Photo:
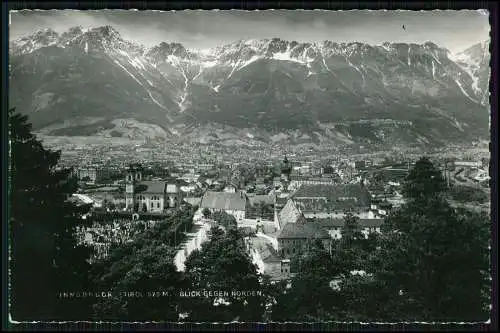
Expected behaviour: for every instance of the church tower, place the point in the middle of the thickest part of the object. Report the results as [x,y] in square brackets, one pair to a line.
[286,170]
[133,176]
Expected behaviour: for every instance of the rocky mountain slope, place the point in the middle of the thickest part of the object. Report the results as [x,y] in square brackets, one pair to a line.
[93,82]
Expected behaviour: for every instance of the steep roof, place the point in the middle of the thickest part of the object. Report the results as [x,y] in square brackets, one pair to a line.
[267,199]
[151,187]
[224,200]
[192,201]
[338,195]
[335,223]
[303,231]
[290,214]
[172,188]
[269,254]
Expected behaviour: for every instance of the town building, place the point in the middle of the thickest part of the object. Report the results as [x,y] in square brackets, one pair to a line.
[232,203]
[91,174]
[152,196]
[339,198]
[334,226]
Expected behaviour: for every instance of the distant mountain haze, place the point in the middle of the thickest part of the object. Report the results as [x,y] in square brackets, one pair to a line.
[93,82]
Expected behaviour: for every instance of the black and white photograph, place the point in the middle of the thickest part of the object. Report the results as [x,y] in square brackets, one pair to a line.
[233,166]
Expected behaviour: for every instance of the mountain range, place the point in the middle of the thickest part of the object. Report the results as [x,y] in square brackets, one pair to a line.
[94,82]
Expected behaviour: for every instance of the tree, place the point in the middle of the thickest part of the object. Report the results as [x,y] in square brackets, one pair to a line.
[42,226]
[224,219]
[222,264]
[144,265]
[424,181]
[433,260]
[206,213]
[310,297]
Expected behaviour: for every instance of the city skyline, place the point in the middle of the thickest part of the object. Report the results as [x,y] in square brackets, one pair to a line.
[454,30]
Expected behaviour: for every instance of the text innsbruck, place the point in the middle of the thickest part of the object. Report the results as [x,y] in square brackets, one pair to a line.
[159,293]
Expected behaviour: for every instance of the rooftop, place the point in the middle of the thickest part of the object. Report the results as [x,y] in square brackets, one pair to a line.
[304,231]
[151,187]
[332,222]
[290,214]
[224,200]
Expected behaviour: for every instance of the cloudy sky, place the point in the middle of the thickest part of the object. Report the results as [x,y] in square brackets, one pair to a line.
[455,30]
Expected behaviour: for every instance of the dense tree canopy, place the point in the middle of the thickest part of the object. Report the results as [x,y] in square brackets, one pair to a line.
[222,264]
[45,258]
[310,297]
[424,181]
[146,265]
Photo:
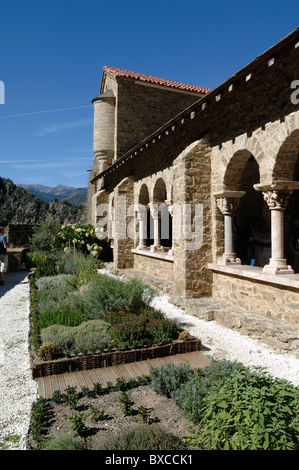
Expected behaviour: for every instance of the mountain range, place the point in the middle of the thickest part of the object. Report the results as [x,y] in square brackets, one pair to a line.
[60,192]
[19,205]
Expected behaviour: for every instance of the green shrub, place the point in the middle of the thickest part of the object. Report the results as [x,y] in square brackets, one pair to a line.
[190,394]
[63,442]
[144,328]
[84,238]
[43,262]
[144,437]
[108,294]
[46,298]
[60,334]
[166,379]
[251,411]
[92,334]
[63,281]
[38,419]
[65,313]
[44,236]
[49,351]
[80,265]
[89,335]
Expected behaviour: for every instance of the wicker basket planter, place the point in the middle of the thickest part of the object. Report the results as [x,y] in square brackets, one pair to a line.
[94,361]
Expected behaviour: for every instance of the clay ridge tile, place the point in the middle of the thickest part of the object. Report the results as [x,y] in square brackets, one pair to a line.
[156,80]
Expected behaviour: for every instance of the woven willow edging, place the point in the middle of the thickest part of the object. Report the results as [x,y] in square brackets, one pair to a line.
[113,358]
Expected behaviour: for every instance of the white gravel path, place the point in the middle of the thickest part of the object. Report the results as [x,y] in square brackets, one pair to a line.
[17,389]
[224,343]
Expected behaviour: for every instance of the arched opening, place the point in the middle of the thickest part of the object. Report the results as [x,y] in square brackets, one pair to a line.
[251,223]
[291,224]
[164,217]
[146,217]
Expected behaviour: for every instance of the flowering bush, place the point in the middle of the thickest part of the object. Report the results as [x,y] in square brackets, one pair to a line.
[84,238]
[146,328]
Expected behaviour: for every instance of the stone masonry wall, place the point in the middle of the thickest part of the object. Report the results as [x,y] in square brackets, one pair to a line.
[143,109]
[155,267]
[279,303]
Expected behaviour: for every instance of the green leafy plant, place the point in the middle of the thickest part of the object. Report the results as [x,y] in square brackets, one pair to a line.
[78,422]
[38,419]
[251,411]
[166,379]
[96,413]
[44,235]
[126,403]
[109,294]
[80,237]
[143,414]
[58,396]
[63,442]
[71,397]
[89,335]
[190,394]
[49,351]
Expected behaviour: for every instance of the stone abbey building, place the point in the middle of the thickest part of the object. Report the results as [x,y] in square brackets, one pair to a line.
[201,187]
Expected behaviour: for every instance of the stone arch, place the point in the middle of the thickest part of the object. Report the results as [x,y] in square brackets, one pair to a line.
[160,191]
[286,158]
[143,197]
[144,217]
[235,170]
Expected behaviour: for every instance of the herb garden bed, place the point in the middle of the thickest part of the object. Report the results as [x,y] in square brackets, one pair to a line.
[94,361]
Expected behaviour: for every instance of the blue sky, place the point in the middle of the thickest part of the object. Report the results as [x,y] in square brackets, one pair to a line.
[53,53]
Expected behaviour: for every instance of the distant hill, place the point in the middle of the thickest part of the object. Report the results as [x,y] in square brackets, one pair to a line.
[19,205]
[60,192]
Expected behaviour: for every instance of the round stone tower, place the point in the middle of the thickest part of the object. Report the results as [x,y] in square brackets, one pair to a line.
[103,136]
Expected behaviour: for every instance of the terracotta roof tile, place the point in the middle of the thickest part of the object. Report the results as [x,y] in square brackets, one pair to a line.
[156,80]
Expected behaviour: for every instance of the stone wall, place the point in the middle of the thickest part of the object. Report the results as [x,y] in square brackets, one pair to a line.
[141,109]
[271,300]
[160,268]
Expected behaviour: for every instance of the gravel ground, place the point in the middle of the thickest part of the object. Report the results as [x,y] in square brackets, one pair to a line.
[224,343]
[18,391]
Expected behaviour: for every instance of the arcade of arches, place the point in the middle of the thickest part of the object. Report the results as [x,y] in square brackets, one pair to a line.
[209,202]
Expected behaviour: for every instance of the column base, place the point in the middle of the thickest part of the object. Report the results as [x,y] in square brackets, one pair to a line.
[154,248]
[278,266]
[229,258]
[142,247]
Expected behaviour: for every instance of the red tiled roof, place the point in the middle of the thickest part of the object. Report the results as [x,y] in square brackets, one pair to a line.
[156,80]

* _GOAL_:
Exactly reproduce each record, leaving out any pictures.

* _ANSWER BELOW_:
Photo:
Expected behaviour: for every instance of the church tower, place the point in the middle of the thickest part of the object. Report the results as [x,y] in square brackets, one pair to a line.
[286,170]
[133,176]
Expected behaviour: for every instance of the rocky mountain slope, place the point in the middle of the thickest part of the object. Report the results as [x,y] in square brackets, one pair to a line.
[93,82]
Expected behaviour: for every instance of the steep roof, place the point in the middle of the thickest part of the object. Report the results as [x,y] in square brackets, one pair to a line.
[267,199]
[151,187]
[224,200]
[192,201]
[338,195]
[335,223]
[303,231]
[290,214]
[172,188]
[269,254]
Expected behaviour: for every instance of the town building, place the point in the middle of the thickest part of the object. Report the results as [x,y] in square brackets, one pair to a line.
[232,203]
[91,174]
[152,196]
[339,198]
[334,226]
Expected behaviour: for every instance of the distant mountain haze, place the point in the middle of the thickest part of the object. Report the results as [x,y] in square brackets, one pair to a line.
[93,82]
Expected behaviour: for every instance of the black and white photograph, place the point in the middle of the thickest part of the object. Report the results as [x,y] in square brackets, one pair to a line.
[233,166]
Expected behaviour: for every instance of the mountain range, place the point in the middle of the thickest part of the object. Report the results as [x,y] in square brackets, one pair to a line.
[94,82]
Expected behaviour: for every instance of the tree, place the point in the middle of the thickest part of the object. Report the results as [x,y] in square brackets, one pair to a line.
[42,226]
[224,219]
[222,264]
[144,265]
[424,181]
[433,260]
[206,213]
[310,297]
Expected behaviour: for every instance of the city skyline, place the point in the middle of the thickest part of the object. Report the results as [x,y] in square brackets, one pair to a line.
[454,30]
Expected behaviour: for every instance of the text innsbruck, place the point in the middle of the thickest part of the object. Report the results as [x,y] in square brackets, one pair to a line.
[159,293]
Expected behaviour: for every instance of the rooftop, place the point in the middle of the thickest part of the object. Report the results as [x,y] in square brackets, one pair to a line.
[304,231]
[151,187]
[332,222]
[290,214]
[224,200]
Expected behaviour: for every instance of the cloudy sky, place the point in the middle of the thickest part of the object. Report the results as [x,y] in square brackets, one pair to a line.
[455,30]
Expected behaviour: for every instance of the dense tree canopy, place the point in the middle of the thickest part of the object. Report the results as [x,y] in square brackets, one pair to a line.
[222,264]
[45,258]
[310,297]
[424,181]
[146,265]
Photo:
Expected behaviour: for every instance of the mountain range, place the point in the middle of the thickest part of the object. Report the results as [x,y] in square brackets, one pair to a line.
[60,192]
[19,205]
Expected behaviour: for every instance of the green shrub, place the point in the middle of the thickest part of the object. Report the results as [x,y] in square brackets, one pair to a line.
[190,394]
[63,442]
[144,328]
[84,238]
[43,262]
[144,437]
[108,294]
[46,298]
[60,334]
[166,379]
[251,411]
[92,334]
[63,281]
[38,419]
[65,313]
[44,236]
[49,351]
[80,265]
[89,335]
Expected behaviour: for every instance of the wicker basket planter, place the point in the middle of the thickest part of the object. Report the results as [x,y] in square brackets, one pair to a line.
[94,361]
Expected behaviour: for every instance of the clay ridge tile, place the point in the middle of the thickest part of the object. Report the results as [x,y] in square brackets, one pair to a line.
[156,80]
Expected behaviour: for every instance of the woven willow edging, place the point in the middle of the thickest part of the object. Report the results as [x,y] in square brackets, one pair to a line.
[113,358]
Expected behaviour: for every instance of the white gravel path, place the point in the middle of the thickest part of the object. Report the results as [x,y] in square brackets, one pair to a line.
[17,389]
[224,343]
Expected behaviour: for every instance of the arched opening, place the point in the middle of the thickest part of the object. Report the results as [x,y] in square brackets, one pair to a line.
[251,223]
[291,224]
[164,217]
[146,217]
Expected behaviour: for every instance of the flowering bush, place the point in the middle of the thickest part of the object. Report the results as [x,y] in square brackets, one pair to a line.
[84,238]
[146,328]
Expected behaviour: for every instance of the stone masonry wall, place the point in the middle of the thickest part of the object. Report the results as [x,y] in square brackets, one pair to a line.
[143,109]
[155,267]
[279,303]
Expected behaviour: for every instance of the green leafy plant, place the point in the middle of the thickest part of the object. Report the results as [x,y] in square brackets, one pair to a line.
[78,422]
[38,419]
[251,411]
[166,379]
[96,413]
[44,235]
[126,403]
[109,294]
[80,237]
[143,414]
[58,396]
[63,442]
[71,397]
[89,335]
[190,394]
[49,351]
Expected behaviour: for every instance of the stone abbey building, place the point in the middle of the thickest part of the object. Report the results as [x,y] in square brackets, one pair to a line.
[201,187]
Expected behaviour: for every instance of the stone arch, place the point in the middle of the thickest part of the object. Report the results as [x,y] in square brackets, one pair to a line.
[160,191]
[286,158]
[143,197]
[144,217]
[235,170]
Expected behaviour: for every instance of the herb garden bed, place the point in the middle of the thickest part of the object. Report the results as [x,y] in square brackets, one pair to a line.
[94,361]
Expected behaviour: for every instance of the blue sky, place the point in the middle of the thickest part of the object. Report the results as [x,y] in square brackets, one pair to a line.
[53,53]
Expected behaviour: for every instance of the distant hill, place the point in the middle of the thickest part of the object. Report the results as [x,y] in square brackets, one pair to a line.
[19,205]
[60,192]
Expected behaviour: for every instance of the round stone tower, place the point in the middle of the thickest part of the object. Report the results as [x,y] in square brackets, one pair to a line.
[103,136]
Expected behaviour: for every instance of the terracotta roof tile, place the point in the middle of the thickest part of the object. Report the results as [x,y] in square brackets, one pair to a line.
[156,80]
Expected behaviour: for every instance of the stone wall, place the point in the middle of the thickest part of the object. Report the results as [x,y] in square brackets, one pair to a line.
[141,109]
[271,300]
[160,268]
Expected behaviour: for every instance of the gravel ground, place the point in the middle of the thickest part of the object. Report the results as [x,y] in square brackets, one pair to a line.
[224,343]
[18,391]
Expected behaviour: for every instance of the arcade of arches, place the point in the middle of the thickest part of the object. Report the results as [x,y] in square brackets, one pair to a line.
[209,202]
Expected behaviour: for every instance of the column base, place the point in the middle of the thickest part of the object. Report the results as [x,y] in square brackets, one pair to a line.
[154,248]
[278,266]
[229,258]
[142,247]
Expected behaviour: for every instance of the red tiled roof, place the point in the middle of the thickest part of the object. Report the results as [x,y] in square brackets, one pair to a line.
[156,80]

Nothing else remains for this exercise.